Begin with the line in which "Target: blue jean" appears and end with the final line of the entries. Retype each one exactly and add nothing.
- Opening Delimiter -
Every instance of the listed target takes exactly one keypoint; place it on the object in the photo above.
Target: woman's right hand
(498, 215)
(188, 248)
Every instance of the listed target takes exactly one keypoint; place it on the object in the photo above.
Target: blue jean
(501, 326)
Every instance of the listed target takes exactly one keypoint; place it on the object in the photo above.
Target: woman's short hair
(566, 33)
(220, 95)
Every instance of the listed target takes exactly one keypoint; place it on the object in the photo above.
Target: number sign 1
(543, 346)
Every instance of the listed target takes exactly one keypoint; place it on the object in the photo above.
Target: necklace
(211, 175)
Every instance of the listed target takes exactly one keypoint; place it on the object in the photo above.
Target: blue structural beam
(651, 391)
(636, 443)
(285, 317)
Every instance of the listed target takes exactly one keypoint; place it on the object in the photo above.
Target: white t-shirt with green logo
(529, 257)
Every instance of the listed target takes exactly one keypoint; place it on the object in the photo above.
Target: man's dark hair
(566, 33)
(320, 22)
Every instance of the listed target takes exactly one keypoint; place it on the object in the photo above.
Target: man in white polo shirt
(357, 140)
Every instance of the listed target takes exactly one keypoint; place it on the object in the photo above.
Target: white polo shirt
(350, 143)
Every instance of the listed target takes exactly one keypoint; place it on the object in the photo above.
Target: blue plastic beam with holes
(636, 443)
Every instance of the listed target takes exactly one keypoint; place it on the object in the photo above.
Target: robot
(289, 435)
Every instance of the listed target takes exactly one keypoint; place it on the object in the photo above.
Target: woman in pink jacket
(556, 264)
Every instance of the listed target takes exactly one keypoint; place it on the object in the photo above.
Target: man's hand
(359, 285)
- Closing Delimiter -
# Your solution
Target: blue jean
(501, 326)
Every instance of the listed target takes exactly one keypoint; place it on the object in the photo above.
Target: woman's short hair
(566, 33)
(220, 95)
Every instance of the listed target takes exactly one keypoint; place it on the object in the photo above.
Target: number sign 1
(543, 346)
Every instance of the listed target takes exactly one keypoint; place it on the object in the photo above.
Target: necklace
(211, 175)
Every instance of the listed target takes exactly one keypoint; place it on the object in the photo above.
Target: blue structural beam
(651, 391)
(636, 443)
(285, 317)
Every instance of the listed target takes exactly one keypoint; place it on the object in the photo above.
Target: white t-shirt with green logo
(529, 257)
Every instance of the listed target takes exactly one keypoint; place it on the object in the photo above.
Target: man's dark hair
(566, 33)
(320, 22)
Every instance of the listed target takes exactly one keypoint; place it on the object in the photo above.
Target: man in white polo shirt
(357, 140)
Every instance of the listed target takes exactly one keypoint; place it on the object in the photo above.
Target: white polo shirt
(350, 143)
Every instance of the listed target takes exactly one keypoint; place it on the object in the photo above.
Target: blue plastic beam with holes
(636, 443)
Every instance of the listed target takes exactly one keypoint; place it on the object in the photo above.
Target: robot
(289, 435)
Every instance of the listed target takes exactly one keypoint; place it on the object in the photo above.
Target: woman in pink jacket
(556, 264)
Every instance of the listed target takes exactly one keypoint; place it on the object in the photo above.
Target: man's hand
(359, 285)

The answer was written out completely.